**Data provided**:
+--

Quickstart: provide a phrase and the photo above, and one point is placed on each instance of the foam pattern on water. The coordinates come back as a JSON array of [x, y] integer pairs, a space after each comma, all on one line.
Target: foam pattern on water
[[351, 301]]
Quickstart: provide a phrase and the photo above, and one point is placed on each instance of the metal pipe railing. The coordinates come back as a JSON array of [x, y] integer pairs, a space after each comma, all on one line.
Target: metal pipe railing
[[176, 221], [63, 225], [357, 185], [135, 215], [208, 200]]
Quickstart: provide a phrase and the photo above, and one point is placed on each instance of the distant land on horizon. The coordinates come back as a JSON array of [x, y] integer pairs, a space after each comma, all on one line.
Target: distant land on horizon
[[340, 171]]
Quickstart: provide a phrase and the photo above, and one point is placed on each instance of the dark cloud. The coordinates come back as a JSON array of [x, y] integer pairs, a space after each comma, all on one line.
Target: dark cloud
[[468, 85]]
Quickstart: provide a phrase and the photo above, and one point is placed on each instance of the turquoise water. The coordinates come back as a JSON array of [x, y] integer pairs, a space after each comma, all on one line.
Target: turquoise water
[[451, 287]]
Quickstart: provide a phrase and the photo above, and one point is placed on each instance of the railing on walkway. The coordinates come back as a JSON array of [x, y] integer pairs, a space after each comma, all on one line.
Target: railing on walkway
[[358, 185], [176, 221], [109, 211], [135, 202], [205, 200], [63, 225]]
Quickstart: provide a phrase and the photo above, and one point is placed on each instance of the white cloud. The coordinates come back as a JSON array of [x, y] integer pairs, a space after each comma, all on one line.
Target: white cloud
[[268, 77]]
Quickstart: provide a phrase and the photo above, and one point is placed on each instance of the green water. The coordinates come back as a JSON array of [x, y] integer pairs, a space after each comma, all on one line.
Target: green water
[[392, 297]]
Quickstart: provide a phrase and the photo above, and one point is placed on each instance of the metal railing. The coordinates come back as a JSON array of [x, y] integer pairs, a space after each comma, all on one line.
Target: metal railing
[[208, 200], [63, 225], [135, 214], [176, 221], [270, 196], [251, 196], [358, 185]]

+--

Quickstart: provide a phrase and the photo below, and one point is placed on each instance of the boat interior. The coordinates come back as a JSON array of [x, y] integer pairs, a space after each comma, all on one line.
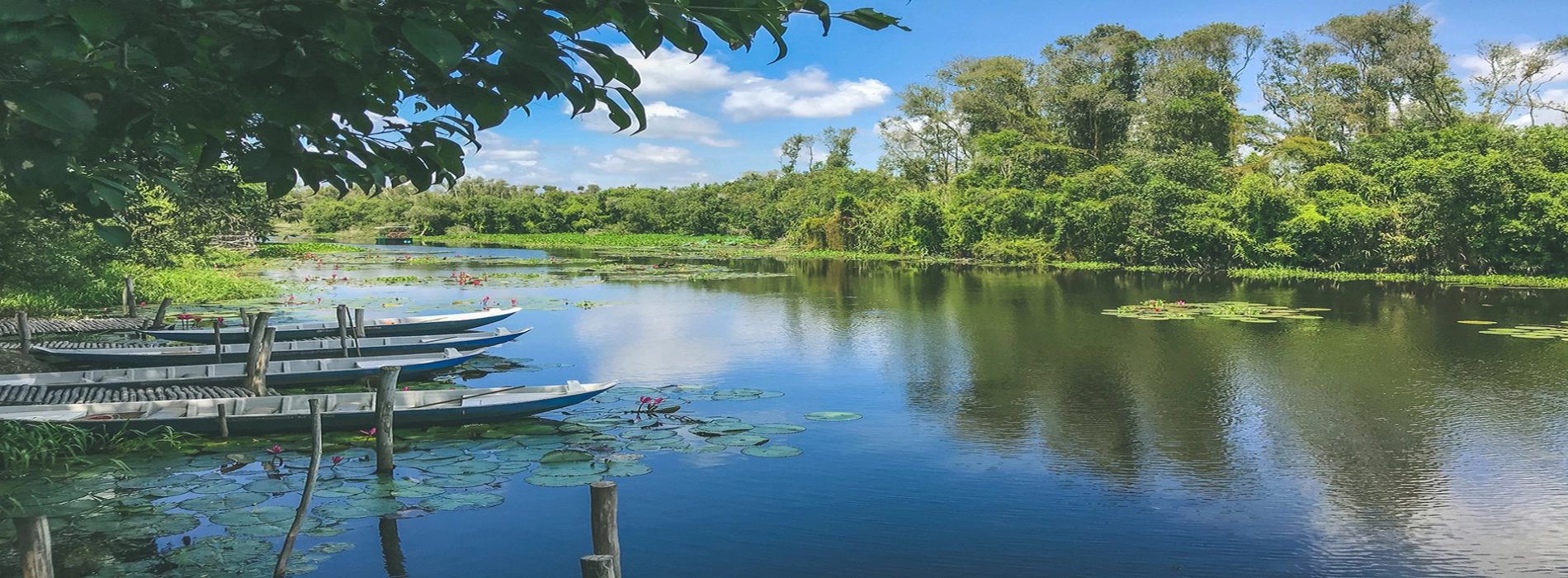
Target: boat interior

+--

**Problem statement**: Copy out word for word the lines from the line with "of the turquoise" up to and including the line with "[[392, 297]]".

**Solution to the exercise**:
Quickstart: provide a phrase and the photo above, and one point is placed on each instance of the turquoise water. The coordinates come back as a JSON array of [x, y] integer pairs, a space after each comma, all on one line.
Target: turquoise water
[[451, 287]]
Quickstart: provide a phrase and the photo above, and one point is placed on each instance of the railing on walkway. The coordinates come back as a JSON array of [x, y] integer pairs, a space after each comma, all on one line.
Target: railing on walkway
[[358, 185], [176, 221], [109, 211], [135, 202], [205, 200], [63, 225]]
Quickstart: provide a phrase and the photo above, and one point is placed on each instance of the white cloud. The coordinates come back as a JSON array of [x, y] integer pairs, a space after each comma, all on one line.
Target: white cloud
[[268, 77]]
Quickstart: provide a phrase and the photo above, and one point is placed on each instance of the green water. The coordinates come back as a JSON array of [x, y] integer pairs, a space after each comma, all on one line.
Target: green water
[[392, 297]]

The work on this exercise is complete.